• TASKS
1) Return, word for word, the part of the e-learning localization article that opens with the words containing "What is fueling" and closes with "overall program success.".
2) Resume the article on e-learning localization, picking up right after its final sentence.

• EXCERPT PROVIDED
Thanks to the Internet and evolving technologies, education has never been more accessible. To ensure that language is not a barrier when delivering education to global audiences, e-learning localization requires strategy and expertise to ensure a successful outcome. The aim of e-learning localization is to give a course the look and feel of having been created specifically for a particular market, regardless of language, culture or location. This article serves as a high-level blueprint for e-learning developers who are considering localizing their programs in one or more languages.

E-learning Is Here to Stay, Globally
Due to the numerous advantages e-learning-based education provides to organizations, it is not only going to remain an effective delivery platform for training; it is projected to show significant growth in the coming years.

The “E-Learning-Global Market Outlook” report by Orbis Research estimates that the global market for technology-based training will grow at a compound annual growth rate of 9.5%, from $176 billion in 2017 to over $398 billion by 2026. While e-learning revenue levels and growth estimates vary, most data point to a continued upward trend on a global scale.

In 2011, the worldwide market for self-paced e-learning was $35.6 billion. At that time, the annual growth rate was projected to be 7.6%, or $51.5 billion, by 2016. Although 7.6% was the estimated average growth rate, different regions around the world experienced much higher growth rates, with Asia and Eastern Europe experiencing close to 17% growth and Africa and Latin America estimated close to 15%. Just five years later in 2016, market size rose to $46.67 billion, according to Docebo.

What is fueling this growth? It can be attributed to a combination of several factors:

• Course design and implementation speed
• Easy accessibility
• Increased effectiveness through animated learning
• Escalation in number of internet users
• Growing access of broadband
• Savings to organizations in terms of capital expenditures
• Reduction in operational expenses

Given the growth rates and revenues cited previously, it appears to be universally accepted that self-paced e-learning is not going away anytime soon. Additionally, while English is currently the primary language of e-learning course development, making courses available in multiple languages is critical to reaching a wider audience and achieving overall program success.

Tool Designs Facilitate Localization
In the early days of Flash-based e-learning localization, developing e-learning courses was a time-consuming, manual process and constituted one of the major roadblocks to multilingual e-learning course availability. Thanks to the latest development tools available today, e-learning course localization is now relatively straightforward.

Popular state of the art tools, such as Adobe Captivate, incorporate XML file export and import for a simplified and streamlined localization process. For example, Captivate’s functionality includes the export of captions to a text or an XML Localization Interchange File Format (XLIFF) file, as well as the subsequent import of the translated text file into a copy of the original project file. Tools such as Articulate StoryLine support right-to-left languages such as Arabic and Hebrew, as well as double-byte character sets for languages such as Chinese (simplified and traditional), Japanese and Korean.

Today’s technology eliminates many of the barriers organizations used to face when localizing their e-learning programs into multiple languages, making localization more feasible to those who may have previously been apprehensive about attempting localization of their courses.

• INFORMATION SUPPLIED
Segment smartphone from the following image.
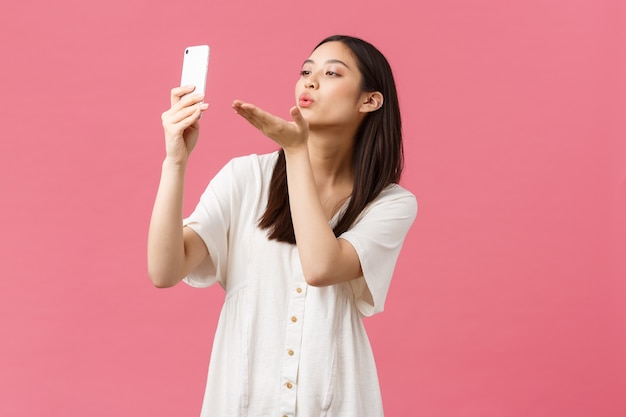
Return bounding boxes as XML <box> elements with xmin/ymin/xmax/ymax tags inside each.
<box><xmin>180</xmin><ymin>45</ymin><xmax>210</xmax><ymax>94</ymax></box>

• TASK-BY-TASK RESULTS
1)
What is fueling this growth? It can be attributed to a combination of several factors:

• Course design and implementation speed
• Easy accessibility
• Increased effectiveness through animated learning
• Escalation in number of internet users
• Growing access of broadband
• Savings to organizations in terms of capital expenditures
• Reduction in operational expenses

Given the growth rates and revenues cited previously, it appears to be universally accepted that self-paced e-learning is not going away anytime soon. Additionally, while English is currently the primary language of e-learning course development, making courses available in multiple languages is critical to reaching a wider audience and achieving overall program success.

2)
E-learning Components Requiring Localization
Organizations differ in their approach to e-learning course design and to the components they include therein. Let’s examine some of the more common features of e-learning programs.

1. Content and narrative translation and formatting The program content will include all on-screen text (OST), which will need to be translated and formatted. For example, text that is translated into languages that expand, such as French, German and Spanish, will need to be reformatted so that it appears properly on the screen originally designed for English text. This can present quite a challenge with more complex screens and is best done by an experienced multilingual desktop publishing (DTP) specialist.

The content and presenter notes typically make up the course narrative and will include descriptions of what is being discussed, as well as instructions and tips for the user. The narrative may take the form of true voice narration or may be in the form of closed captions.

Whether using voice narration or subtitles, the timing of the localized application will need to be adjusted in order to account for matching the voice or subtitles with the on-screen text. It wouldn’t make sense for the narrator to be speaking about an item on the screen when another is being highlighted or referenced. The cadence of each language will dictate the timing of how long a screen appears and must account for the amount of time it takes to narrate the translated text or for someone to read the translated subtitle before a new slide appears.

2. Graphics
On-screen graphics may contain text that needs to be translated. When text is embedded in the graphic, the text will need to be reproduced in an external file and translated, after which the original graphic can be localized. Localizing can be defined as replacing the source language text with the target language text and formatting it so that it appears correctly. As this step is frequently done using a graphics editing application, it is most commonly performed by a DTP specialist rather than a translator.

3. Mouse cursor movement captures
Due to the instructional nature of most e-learning programs, there are usually cursor movements pointing to items and actions that the narrator is explaining. These cursor movements need to be reflected in the localized program, and the timing of these cursor movements needs to be synced with the accompanying narration.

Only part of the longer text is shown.